:: Records shown ::

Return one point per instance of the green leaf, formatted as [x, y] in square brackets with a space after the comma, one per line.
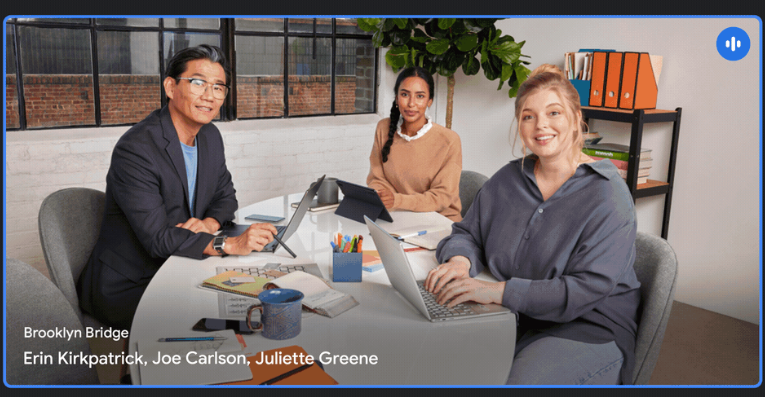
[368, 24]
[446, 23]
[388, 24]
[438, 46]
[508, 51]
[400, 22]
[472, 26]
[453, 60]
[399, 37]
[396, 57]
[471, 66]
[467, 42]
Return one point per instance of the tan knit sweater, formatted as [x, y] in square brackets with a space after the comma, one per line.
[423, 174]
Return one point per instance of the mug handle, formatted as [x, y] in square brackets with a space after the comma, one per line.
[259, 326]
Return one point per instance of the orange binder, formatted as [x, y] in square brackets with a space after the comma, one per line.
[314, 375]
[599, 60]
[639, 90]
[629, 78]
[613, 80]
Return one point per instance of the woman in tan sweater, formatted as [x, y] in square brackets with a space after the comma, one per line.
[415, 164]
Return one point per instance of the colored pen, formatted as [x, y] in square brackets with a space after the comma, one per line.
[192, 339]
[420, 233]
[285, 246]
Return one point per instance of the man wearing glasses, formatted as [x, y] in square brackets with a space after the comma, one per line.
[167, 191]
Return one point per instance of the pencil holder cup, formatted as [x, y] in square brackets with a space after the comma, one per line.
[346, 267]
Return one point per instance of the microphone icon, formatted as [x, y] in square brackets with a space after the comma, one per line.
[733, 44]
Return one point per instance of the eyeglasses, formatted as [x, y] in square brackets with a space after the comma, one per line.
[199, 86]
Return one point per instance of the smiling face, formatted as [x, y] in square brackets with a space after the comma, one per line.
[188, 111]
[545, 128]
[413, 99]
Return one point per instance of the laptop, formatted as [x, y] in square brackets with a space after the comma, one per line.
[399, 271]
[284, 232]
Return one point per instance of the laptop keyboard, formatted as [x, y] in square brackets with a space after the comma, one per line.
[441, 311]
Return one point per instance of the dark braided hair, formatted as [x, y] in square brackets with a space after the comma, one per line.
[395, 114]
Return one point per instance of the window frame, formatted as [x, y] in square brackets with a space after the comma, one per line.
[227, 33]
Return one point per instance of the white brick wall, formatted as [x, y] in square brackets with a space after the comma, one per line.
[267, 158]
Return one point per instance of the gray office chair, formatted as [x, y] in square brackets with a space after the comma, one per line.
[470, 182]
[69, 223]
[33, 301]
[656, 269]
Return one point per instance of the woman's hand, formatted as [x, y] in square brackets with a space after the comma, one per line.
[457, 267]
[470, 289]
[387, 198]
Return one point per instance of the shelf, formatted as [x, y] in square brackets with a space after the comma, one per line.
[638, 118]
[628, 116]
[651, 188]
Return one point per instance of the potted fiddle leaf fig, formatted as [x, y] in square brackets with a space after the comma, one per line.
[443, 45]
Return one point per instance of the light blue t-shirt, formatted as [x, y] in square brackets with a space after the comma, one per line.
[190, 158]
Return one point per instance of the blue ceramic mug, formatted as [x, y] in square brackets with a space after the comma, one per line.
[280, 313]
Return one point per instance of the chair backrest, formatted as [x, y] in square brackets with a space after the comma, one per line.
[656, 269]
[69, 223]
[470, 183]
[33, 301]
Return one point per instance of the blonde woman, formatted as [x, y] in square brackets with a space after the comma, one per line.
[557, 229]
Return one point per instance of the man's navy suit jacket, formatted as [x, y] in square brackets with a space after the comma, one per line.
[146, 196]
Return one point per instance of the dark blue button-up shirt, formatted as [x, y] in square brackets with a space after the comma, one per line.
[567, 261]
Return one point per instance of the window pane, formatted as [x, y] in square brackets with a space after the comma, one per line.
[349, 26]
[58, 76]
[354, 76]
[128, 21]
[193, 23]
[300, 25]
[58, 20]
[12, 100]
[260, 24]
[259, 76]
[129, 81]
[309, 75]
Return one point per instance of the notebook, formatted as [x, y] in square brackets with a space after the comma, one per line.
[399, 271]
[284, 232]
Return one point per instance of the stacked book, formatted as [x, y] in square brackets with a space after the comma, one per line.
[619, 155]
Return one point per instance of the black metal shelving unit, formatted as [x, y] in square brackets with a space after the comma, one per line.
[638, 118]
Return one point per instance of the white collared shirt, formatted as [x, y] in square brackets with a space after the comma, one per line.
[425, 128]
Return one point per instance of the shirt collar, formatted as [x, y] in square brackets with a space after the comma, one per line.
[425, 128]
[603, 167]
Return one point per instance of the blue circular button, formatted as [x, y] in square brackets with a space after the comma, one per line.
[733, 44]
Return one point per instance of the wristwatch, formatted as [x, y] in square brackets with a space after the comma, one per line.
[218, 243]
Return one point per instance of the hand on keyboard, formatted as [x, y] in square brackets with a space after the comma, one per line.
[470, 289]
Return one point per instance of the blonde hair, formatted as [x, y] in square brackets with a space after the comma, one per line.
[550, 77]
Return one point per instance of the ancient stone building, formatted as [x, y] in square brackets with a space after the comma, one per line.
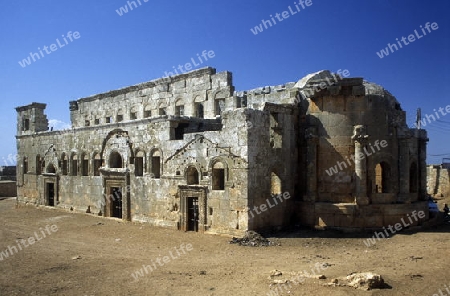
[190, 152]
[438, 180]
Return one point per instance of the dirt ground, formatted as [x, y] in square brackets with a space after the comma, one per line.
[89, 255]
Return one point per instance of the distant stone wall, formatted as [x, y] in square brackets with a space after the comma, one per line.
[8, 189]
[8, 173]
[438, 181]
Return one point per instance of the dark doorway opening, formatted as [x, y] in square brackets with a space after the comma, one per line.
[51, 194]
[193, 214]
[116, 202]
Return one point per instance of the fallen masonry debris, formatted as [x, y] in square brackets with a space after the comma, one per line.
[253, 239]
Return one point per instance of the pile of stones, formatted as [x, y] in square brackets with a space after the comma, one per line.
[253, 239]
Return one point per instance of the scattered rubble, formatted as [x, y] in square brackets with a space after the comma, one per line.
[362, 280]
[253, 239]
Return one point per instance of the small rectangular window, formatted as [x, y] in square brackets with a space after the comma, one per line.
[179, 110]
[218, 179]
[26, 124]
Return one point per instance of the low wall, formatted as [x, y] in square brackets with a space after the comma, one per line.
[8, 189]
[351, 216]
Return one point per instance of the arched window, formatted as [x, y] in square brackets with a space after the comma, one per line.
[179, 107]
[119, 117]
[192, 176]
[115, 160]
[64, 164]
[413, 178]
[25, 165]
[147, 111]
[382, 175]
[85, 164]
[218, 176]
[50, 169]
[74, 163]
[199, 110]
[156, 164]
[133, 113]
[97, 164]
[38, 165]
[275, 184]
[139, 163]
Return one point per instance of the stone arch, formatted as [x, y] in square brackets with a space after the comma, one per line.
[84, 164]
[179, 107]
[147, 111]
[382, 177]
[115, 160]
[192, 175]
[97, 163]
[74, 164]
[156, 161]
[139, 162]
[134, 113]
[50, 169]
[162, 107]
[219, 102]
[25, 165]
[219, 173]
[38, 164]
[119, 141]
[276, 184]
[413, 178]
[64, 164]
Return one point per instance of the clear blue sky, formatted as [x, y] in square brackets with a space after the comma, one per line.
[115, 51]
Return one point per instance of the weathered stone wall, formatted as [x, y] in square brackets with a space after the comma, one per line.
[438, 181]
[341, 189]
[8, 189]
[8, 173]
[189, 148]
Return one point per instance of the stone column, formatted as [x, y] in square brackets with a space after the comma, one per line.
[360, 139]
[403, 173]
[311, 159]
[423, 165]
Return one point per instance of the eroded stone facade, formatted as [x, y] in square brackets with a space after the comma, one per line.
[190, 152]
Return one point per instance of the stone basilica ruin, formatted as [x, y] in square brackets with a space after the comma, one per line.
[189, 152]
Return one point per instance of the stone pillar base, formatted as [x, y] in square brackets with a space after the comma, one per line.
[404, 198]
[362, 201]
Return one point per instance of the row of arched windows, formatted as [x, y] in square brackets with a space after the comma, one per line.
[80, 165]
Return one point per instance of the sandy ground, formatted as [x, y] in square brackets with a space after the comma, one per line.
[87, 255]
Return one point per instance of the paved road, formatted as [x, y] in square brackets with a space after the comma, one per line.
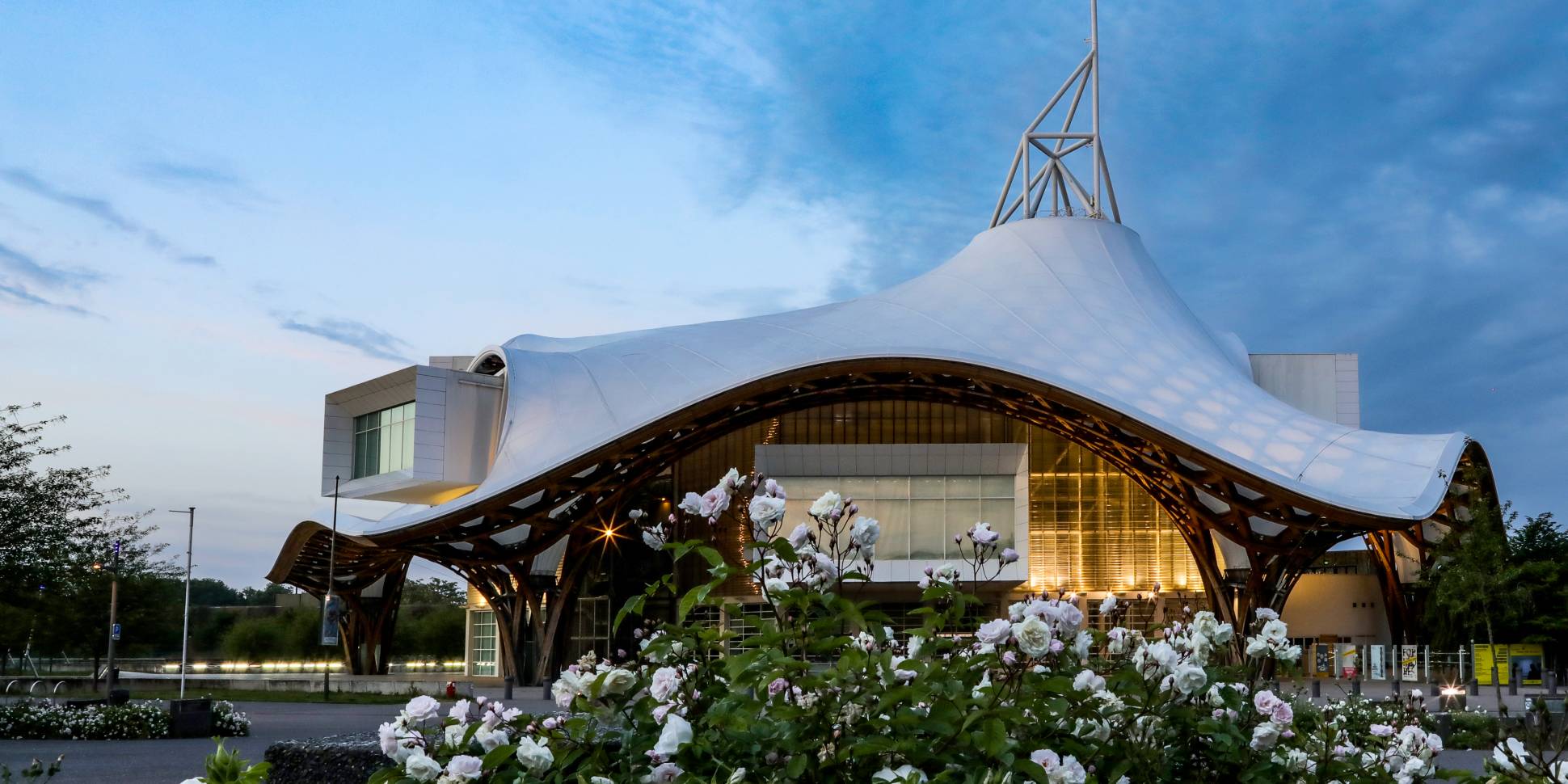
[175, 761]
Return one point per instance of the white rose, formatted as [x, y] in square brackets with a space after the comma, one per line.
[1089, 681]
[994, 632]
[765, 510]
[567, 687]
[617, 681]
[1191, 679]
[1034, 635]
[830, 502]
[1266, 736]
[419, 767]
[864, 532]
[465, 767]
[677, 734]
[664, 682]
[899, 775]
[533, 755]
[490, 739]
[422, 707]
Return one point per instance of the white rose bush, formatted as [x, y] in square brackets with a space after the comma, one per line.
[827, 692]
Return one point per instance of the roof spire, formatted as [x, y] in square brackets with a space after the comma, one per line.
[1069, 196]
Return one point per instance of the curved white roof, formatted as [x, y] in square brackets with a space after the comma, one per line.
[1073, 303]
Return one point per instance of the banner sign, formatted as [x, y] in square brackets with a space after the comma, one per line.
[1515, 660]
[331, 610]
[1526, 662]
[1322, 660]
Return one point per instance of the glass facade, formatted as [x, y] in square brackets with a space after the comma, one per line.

:::

Quote only the lines from the one containing "Return one point per instance of the roof" through the final line of the records, with both ends included.

Return one point per instance of the roof spire, formatted as [x, y] in square brackets with a space after the comma, one per line.
[1069, 196]
Return one point per instance of the curved white roof, formatted as [x, y] in square brackets with a space after the comma, one per line.
[1073, 303]
Return one point per instance of the banner sign, formatted as [x, y] in square brackets with a space after the comma, one per line.
[1515, 660]
[331, 610]
[1526, 662]
[1322, 660]
Return one point per instance of the glass facade, formatted as [x, y] in square brackets with a space after the comma, one per line.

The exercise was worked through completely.